(Region pointing data)
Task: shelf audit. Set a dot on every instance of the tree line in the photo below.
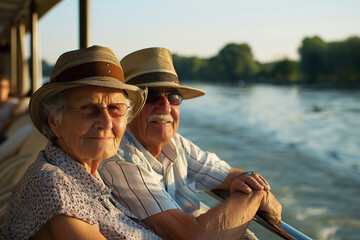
(331, 63)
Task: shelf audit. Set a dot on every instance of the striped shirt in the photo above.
(148, 185)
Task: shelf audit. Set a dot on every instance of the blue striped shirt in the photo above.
(148, 185)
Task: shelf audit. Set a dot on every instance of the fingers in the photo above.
(255, 181)
(262, 181)
(239, 186)
(271, 206)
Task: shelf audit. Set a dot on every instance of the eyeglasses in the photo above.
(173, 98)
(93, 110)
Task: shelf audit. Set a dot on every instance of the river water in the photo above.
(305, 142)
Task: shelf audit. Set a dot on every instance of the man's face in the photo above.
(158, 121)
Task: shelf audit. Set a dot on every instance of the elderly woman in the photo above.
(83, 112)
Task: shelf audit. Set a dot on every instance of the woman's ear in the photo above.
(54, 125)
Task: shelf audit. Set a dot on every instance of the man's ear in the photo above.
(54, 125)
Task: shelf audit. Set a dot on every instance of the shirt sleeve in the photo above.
(206, 169)
(136, 187)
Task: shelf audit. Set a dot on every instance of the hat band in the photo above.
(92, 69)
(153, 77)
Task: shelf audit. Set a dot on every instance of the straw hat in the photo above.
(153, 68)
(93, 66)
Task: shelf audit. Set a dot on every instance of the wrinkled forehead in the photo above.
(163, 90)
(95, 94)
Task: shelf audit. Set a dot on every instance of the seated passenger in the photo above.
(7, 105)
(157, 172)
(83, 112)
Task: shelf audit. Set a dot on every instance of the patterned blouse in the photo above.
(56, 184)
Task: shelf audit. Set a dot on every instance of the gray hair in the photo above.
(55, 106)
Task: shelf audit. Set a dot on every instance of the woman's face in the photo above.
(88, 137)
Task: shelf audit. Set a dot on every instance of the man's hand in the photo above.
(248, 181)
(270, 208)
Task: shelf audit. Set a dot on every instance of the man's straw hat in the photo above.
(153, 68)
(93, 66)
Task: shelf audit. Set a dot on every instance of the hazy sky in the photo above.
(273, 29)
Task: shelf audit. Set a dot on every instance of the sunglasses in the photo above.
(93, 110)
(173, 98)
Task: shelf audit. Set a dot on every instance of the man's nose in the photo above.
(163, 105)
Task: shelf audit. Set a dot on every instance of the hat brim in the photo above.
(136, 95)
(186, 92)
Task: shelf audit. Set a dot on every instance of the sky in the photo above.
(273, 29)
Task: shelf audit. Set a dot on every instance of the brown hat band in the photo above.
(92, 69)
(153, 77)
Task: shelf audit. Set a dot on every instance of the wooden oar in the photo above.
(281, 229)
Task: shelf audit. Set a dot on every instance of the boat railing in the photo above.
(282, 229)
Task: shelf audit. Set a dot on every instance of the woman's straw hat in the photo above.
(153, 68)
(93, 66)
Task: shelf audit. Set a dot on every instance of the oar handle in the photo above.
(281, 228)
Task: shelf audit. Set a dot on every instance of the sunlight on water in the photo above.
(306, 142)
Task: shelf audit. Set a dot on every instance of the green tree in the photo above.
(237, 62)
(285, 71)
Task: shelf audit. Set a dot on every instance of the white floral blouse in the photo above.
(57, 184)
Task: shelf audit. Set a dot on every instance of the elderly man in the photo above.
(157, 172)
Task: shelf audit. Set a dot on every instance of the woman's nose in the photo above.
(104, 120)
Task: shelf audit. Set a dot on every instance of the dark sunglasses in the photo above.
(93, 110)
(173, 98)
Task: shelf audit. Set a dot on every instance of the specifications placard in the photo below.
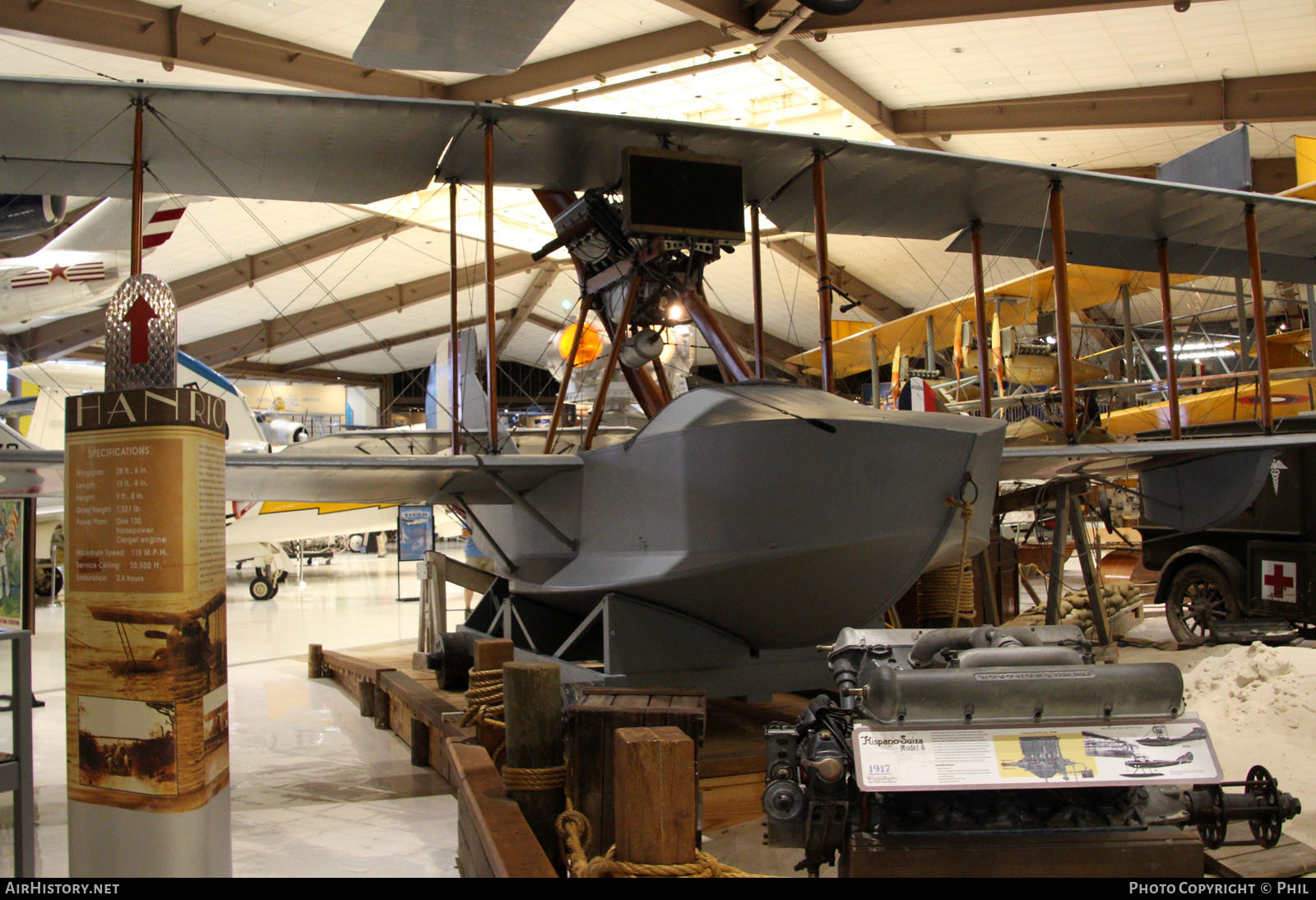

» Task
Each line in the records above should be reproduced exactly; images are not copied.

» Problem solution
Task: shelf audit. Set a dot on every instance of the tree line in the photo below.
(331, 63)
Task: shelf audit. Set a dot on every instance of the striped shirt in the photo above.
(148, 185)
Task: shelf audit. Set a dot on every instance of the blue striped shirt in the photo above.
(148, 185)
Task: shelf audit. Set a dot on every instance of the fingers in the photo above.
(255, 181)
(262, 181)
(239, 186)
(271, 206)
Task: shelf audit. Set a dot on every instance of the eyeglasses in the photo above.
(173, 98)
(93, 110)
Task: shelf audit. Set a dot on every instance of the river water in the photo above.
(305, 142)
Task: shelf audit. Set a dot on every instance of the man's face in the photo above.
(158, 121)
Task: shelf audit. Set a dot on every instance of the elderly woman in the photo above.
(83, 112)
Task: shelf audit. Set a dot on every instance of the woman's ear in the photo above.
(54, 125)
Task: shelf audit. Set a dot on every instance of the man's ear in the photo above.
(54, 125)
Task: shelf audit. Set a dot on every instance of the shirt sleeve in the photo above.
(206, 169)
(136, 187)
Task: shelf audit. Set a dot on every instance of the hat band in the photo above.
(92, 69)
(153, 77)
Task: shelf audit. Set a dot on every instance of the straw hat in the photo above.
(153, 68)
(93, 66)
Task: shelf audit. Set a dot on every instance of the wrinkled forehead in the photo above.
(163, 90)
(95, 94)
Task: shelf audit. Set a dot on every instance of the seated passenger in the photo above.
(7, 105)
(157, 172)
(83, 112)
Task: shelf audit. Set a dot on every instance of the patterned blouse in the photo above.
(56, 184)
Task: shelf audit. Set a dot on every instance of the gray hair in the photo above.
(55, 106)
Task: shelf audit. Set a dot on every instance of the woman's face in the photo above.
(88, 137)
Task: shelf audit. Set a dot on every instance of the man's hand in the photo above.
(248, 181)
(270, 208)
Task: shelf audit. Set a dot on every instance of the man's straw hat in the photo above.
(153, 68)
(93, 66)
Task: shelf audit. Set a dot on every instance of the hazy sky in the photo above.
(273, 29)
Task: shelf audit. Set a dot on every instance of the sunglasses in the photo above.
(93, 110)
(173, 98)
Task: shelf audit. Set a dot on every instance of the man's nose in the photo above.
(163, 105)
Task: shelf audit. Set a dot on every instance of the hat brim in the photo above.
(136, 95)
(186, 92)
Task: shelf audit. Set a dot on every instance of the sky in the photo above.
(273, 29)
Task: shelf audit. Set a dot on every instance of the brown hat band in the photo above.
(92, 69)
(153, 77)
Task: shelf audit. Set a dot on every instance of the wooden oar in the photo above.
(281, 229)
Task: shelf audit. Set a dot on every instance of the boat railing in the photo above.
(282, 229)
Task: shelf audit. Set a dot on every instance of the woman's straw hat in the photo above.
(153, 68)
(93, 66)
Task: shelf audit. Set a dot on every instance of the oar handle in the photo above.
(281, 228)
Task: shelf audit. Set a dot on every instance of the sunlight on water in the photo above.
(306, 142)
Task: shelf audit. Set a dot on every instance of the green tree in the photo above.
(237, 62)
(285, 71)
Task: shelf audit. Set a dot on every instance of the white floral blouse in the photo above.
(57, 184)
Task: shelf audit. Set a dot on every instance of the elderly man in the photo above.
(157, 172)
Task: shelf audit. Set a dot on every instance of the woman's nose in the photo above.
(104, 120)
Task: shelf audit. Set a dot on every instance of the dark sunglasses in the photo above.
(93, 110)
(173, 98)
Task: shelf audit. Set a dot on every instance of the specifications placard in the photo below.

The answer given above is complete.